Would you set down every entry shown below, precisely as written?
*** Input rows ***
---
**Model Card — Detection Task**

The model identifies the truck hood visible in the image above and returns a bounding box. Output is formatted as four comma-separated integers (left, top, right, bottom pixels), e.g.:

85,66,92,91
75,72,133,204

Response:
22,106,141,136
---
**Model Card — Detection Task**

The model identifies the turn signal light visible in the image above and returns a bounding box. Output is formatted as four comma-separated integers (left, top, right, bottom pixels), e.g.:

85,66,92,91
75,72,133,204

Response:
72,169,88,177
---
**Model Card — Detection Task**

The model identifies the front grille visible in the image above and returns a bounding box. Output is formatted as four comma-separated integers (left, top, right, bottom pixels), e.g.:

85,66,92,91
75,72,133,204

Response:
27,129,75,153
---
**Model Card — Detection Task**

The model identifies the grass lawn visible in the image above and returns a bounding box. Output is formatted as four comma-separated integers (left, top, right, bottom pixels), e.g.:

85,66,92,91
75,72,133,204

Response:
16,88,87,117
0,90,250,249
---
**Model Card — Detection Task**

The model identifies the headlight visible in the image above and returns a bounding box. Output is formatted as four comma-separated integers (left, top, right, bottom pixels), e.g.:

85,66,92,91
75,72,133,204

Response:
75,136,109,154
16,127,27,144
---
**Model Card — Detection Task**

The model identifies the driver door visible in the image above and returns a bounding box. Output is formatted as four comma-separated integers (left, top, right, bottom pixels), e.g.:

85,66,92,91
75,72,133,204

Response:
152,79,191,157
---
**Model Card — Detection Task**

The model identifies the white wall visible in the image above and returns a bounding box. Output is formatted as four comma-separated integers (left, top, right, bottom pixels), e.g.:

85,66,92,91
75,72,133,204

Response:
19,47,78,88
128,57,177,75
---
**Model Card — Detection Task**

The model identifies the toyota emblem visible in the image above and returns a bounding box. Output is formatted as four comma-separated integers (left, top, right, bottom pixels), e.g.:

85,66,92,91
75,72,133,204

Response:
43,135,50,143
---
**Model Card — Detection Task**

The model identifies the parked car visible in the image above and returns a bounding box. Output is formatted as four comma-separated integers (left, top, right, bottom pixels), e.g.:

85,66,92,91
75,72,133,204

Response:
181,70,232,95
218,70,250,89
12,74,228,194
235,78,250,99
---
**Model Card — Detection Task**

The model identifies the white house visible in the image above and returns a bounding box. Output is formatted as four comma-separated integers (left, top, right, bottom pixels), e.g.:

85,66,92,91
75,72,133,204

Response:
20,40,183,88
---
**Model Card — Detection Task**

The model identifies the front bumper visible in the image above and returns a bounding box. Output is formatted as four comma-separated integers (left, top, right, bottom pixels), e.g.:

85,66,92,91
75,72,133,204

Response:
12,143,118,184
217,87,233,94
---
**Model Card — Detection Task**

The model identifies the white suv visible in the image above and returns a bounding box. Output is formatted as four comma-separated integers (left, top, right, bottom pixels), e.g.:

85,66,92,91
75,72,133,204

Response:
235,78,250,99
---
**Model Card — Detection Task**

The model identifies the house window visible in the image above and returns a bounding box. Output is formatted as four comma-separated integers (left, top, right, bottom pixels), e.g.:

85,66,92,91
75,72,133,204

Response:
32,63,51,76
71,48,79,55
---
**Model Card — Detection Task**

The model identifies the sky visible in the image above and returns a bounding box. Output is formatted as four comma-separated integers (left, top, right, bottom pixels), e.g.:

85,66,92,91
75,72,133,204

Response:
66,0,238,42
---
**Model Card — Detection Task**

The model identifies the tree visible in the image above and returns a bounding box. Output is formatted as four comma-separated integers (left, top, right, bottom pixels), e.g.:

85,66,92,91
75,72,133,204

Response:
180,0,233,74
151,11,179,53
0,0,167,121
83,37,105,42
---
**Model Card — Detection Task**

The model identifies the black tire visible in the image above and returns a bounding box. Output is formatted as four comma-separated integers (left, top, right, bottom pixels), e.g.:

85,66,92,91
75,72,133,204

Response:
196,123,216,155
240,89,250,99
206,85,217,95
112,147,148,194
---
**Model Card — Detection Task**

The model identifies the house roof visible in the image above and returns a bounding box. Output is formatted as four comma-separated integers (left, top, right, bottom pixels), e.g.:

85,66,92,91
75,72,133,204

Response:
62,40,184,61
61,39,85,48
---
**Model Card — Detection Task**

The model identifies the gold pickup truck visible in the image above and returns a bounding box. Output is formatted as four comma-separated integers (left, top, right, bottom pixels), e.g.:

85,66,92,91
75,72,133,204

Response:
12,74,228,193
***
### [Solution for this exercise]
---
**Model Card — Detection Task**

The model identifies the truck hood visible in the image above and returns a bounding box. Output is formatted as four comma-separated integers (left, top, right, bottom pixels), e.g.:

85,66,92,91
75,72,133,204

Response:
22,106,141,136
---
**Model Card — Detection Task**

The model identifies the turn signal light visible in the image above and returns a bounding box. Output is formatted as four comma-separated integers (left, top, right, bottom pixels), e.g.:

85,66,92,91
75,72,133,204

Response:
72,169,88,177
---
**Model Card — Detection Task**

The model identifies the front grille visible in the image above and returns a bounding box. Output is formatted as four comma-separated integers (left, top, right, bottom pixels), e.g.:

85,66,92,91
75,72,133,204

Response:
27,129,75,153
---
**Model Card — Detection Task**

The model identifies the grass lawn visible in the image above and returns a bounding box. Output is formatted as four comma-separated integers (left, top, right, bottom pixels), e.g.:

85,66,92,91
75,72,133,204

Response:
16,88,87,117
0,90,250,249
---
**Model Card — Detection Task**

The model identifies the headlight visible in the image above and returns a bounding box. Output is formatted as four comma-separated integers (left, top, right, bottom pixels), e.g.:

85,66,92,91
75,72,133,204

Response:
75,136,109,154
16,127,27,144
---
**Model Card — Detection Task**

The model identifies the driver door visible in the image above and returns a bounding box. Output is formatted as four comma-separated integers (left, top, right, bottom pixels), e.g.:

85,66,92,91
75,72,133,204

Response:
152,79,191,157
---
**Model Card — Detection Task**

The model identifies the white wall visible in the image above and returns a bounding box. Output is formatted as four comma-separated integers (left, top, right, bottom pixels), e.g.:

85,66,92,91
75,72,133,204

Response:
19,47,78,88
128,57,177,75
---
**Model Card — Detection Task**

The model identifies the toyota emblem visible in the image above and returns a bounding box. Output is formatted as four comma-separated integers (left, top, right, bottom pixels), e.g.:

85,66,92,91
75,72,133,204

Response:
43,135,50,143
---
**Model Card — Detection Task**

The model identifies the parked car visible in the image above and returns a bounding box. Output is formatted as four comma-separated integers (left, top, right, bottom pixels), e.g.:

85,66,92,91
75,72,133,204

Response:
181,70,232,95
218,70,250,89
12,74,228,194
235,78,250,99
---
**Model Card — Detection Task**

The model identifies the white house visible in the image above and returns a bounding box. Output is formatted as four comma-separated integers (left, top, right, bottom pixels), e.g.:

85,66,92,91
75,72,133,204

Response:
20,40,183,88
---
**Model Card — Detection Task**

The model identifies the front bumper visible in the image above and returns a bounding box. Output is formatted as four comma-separated integers (left, top, right, bottom pixels), e.g.:

85,66,92,91
75,72,133,204

Response:
12,143,118,184
217,87,233,94
---
**Model Card — Detection Task**

The model identifies the white suv visible in the image above and returns a bounding box. Output is formatted as four comma-separated integers (left, top, right, bottom pixels), e.g.:

85,66,92,91
75,72,133,204

Response:
235,78,250,99
---
**Model Card — Detection Task**

The model identifies the house window visible in the image above and returns a bounding box. Output is formatted as four comma-separated integers (left, top, right, bottom pixels), e.g.:

85,66,92,91
75,72,133,204

Response:
32,63,51,76
71,48,79,55
---
**Model Card — Detection Task**

The model identifies the sky visible in the image above and returns a bounding box. Output is formatted as four comma-separated integers (left, top, right, bottom pixels), e.g.:

85,66,92,91
75,72,133,204

Response:
66,0,238,42
---
**Model Card — Detection Task**

The model identifies the tree visible in the image above and returns a bounding box. Output is formatted as four comma-separated integers (left, top, right, bottom pixels), e.g.:

85,66,92,91
75,72,133,204

Response:
180,0,233,74
151,11,179,53
0,0,167,121
83,37,105,42
---
**Model Card — Detection Task**

The model identifies the black tire visible in the image above and returns a bounding box. Output is formatted as four comma-separated integers (left, top, right, bottom pixels), e.g.:

85,66,92,91
75,72,133,204

Response:
196,123,216,155
240,89,250,99
206,85,217,95
112,147,148,194
---
**Model Card — Detection Task**

The model identifies the house roof visible in the image above and returns a bounding box. Output is formatted as four comma-separated integers (left, top, right, bottom pixels), e.g.:

85,66,92,91
75,72,133,204

Response:
62,40,184,61
61,39,85,48
---
**Model Card — Detection Task**

The model identifies the gold pickup truck visible in the image above and returns a bounding box. Output is formatted as four comma-separated integers (left, top, right, bottom pixels), e.g.:

85,66,92,91
75,72,133,204

Response:
12,74,228,193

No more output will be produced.